◆ What is required ◆
All of the material below is to be repeated exactly.
START Extracted information
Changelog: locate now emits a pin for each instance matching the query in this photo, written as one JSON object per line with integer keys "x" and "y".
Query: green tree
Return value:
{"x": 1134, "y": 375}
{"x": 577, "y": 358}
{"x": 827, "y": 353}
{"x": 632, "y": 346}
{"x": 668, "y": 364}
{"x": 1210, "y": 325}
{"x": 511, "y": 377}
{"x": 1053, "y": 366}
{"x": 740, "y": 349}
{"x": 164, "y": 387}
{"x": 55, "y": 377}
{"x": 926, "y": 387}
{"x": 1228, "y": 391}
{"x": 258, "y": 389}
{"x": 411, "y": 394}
END Extracted information
◆ Response to the exercise ◆
Changelog: locate now emits a pin for each instance matching the query in this photo, written as one JSON object per line with integer keys "x" and "y".
Query: green tree
Return value:
{"x": 1134, "y": 375}
{"x": 577, "y": 358}
{"x": 827, "y": 353}
{"x": 632, "y": 346}
{"x": 668, "y": 364}
{"x": 1210, "y": 325}
{"x": 511, "y": 377}
{"x": 1053, "y": 366}
{"x": 740, "y": 349}
{"x": 164, "y": 387}
{"x": 55, "y": 377}
{"x": 926, "y": 387}
{"x": 1228, "y": 391}
{"x": 258, "y": 389}
{"x": 411, "y": 394}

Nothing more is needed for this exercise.